> **WHAT IS REQUIRED**
Return all of the records below verbatim, omitting the pictures from your answer.

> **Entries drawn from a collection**
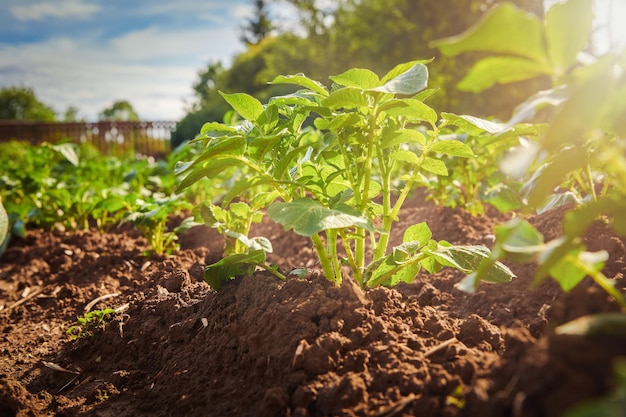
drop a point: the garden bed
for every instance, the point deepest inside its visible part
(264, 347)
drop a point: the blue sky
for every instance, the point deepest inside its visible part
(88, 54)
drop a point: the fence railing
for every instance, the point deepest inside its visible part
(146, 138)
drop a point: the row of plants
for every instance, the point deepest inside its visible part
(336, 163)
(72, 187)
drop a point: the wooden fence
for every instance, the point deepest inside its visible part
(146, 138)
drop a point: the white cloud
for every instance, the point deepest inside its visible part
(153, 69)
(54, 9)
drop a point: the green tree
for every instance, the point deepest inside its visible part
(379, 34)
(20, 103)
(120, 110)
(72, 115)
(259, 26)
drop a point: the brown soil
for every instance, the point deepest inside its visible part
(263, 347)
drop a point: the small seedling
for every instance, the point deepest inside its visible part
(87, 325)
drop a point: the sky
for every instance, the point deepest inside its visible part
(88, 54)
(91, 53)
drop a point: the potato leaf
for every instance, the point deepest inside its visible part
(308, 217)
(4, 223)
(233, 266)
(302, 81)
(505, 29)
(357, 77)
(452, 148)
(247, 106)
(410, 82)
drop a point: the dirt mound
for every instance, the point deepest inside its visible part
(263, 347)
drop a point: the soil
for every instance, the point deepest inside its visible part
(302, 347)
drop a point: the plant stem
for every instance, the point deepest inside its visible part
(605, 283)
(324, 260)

> **EXERCISE SOLUTION**
drop a point: the garden bed
for every instance, the point deepest inside its visible part
(264, 347)
drop a point: the blue sky
for every instance, the point deepest inside its visible part
(88, 54)
drop a point: the fence railing
for every instance, the point deepest inside its visible part
(146, 138)
drop a point: the row of plants
for every instance, the point deepest inside its visible part
(336, 163)
(72, 187)
drop a point: the wooden fence
for every instance, the point deepest inside its visible part
(146, 138)
drop a point: the white cloud
for every instance, the point deepest inside its visible part
(153, 69)
(54, 9)
drop a point: the green tree
for every instance, the point deepest inside its visible part
(379, 34)
(20, 103)
(120, 110)
(72, 115)
(259, 26)
drop a point: the brown soil
for every instance, the point deepest inside its visible part
(263, 347)
drop a point: the small seedling
for every instance, the point deepest inside its visible part
(87, 325)
drop a point: the sky
for every instance, the point deepest inside its visible part
(88, 54)
(91, 53)
drop a point: the potato leaf
for every instance, the point deepest inside its visible part
(308, 217)
(4, 223)
(233, 266)
(302, 81)
(505, 29)
(357, 77)
(452, 148)
(247, 106)
(410, 82)
drop a point: the dirt mound
for every instance, the point deepest inside its visible part
(263, 347)
drop a point: the soil
for every instance, the point deepest inside its visible part
(302, 347)
drop a point: the plant stem
for every instance, the point deepest inside its visible part
(605, 283)
(324, 260)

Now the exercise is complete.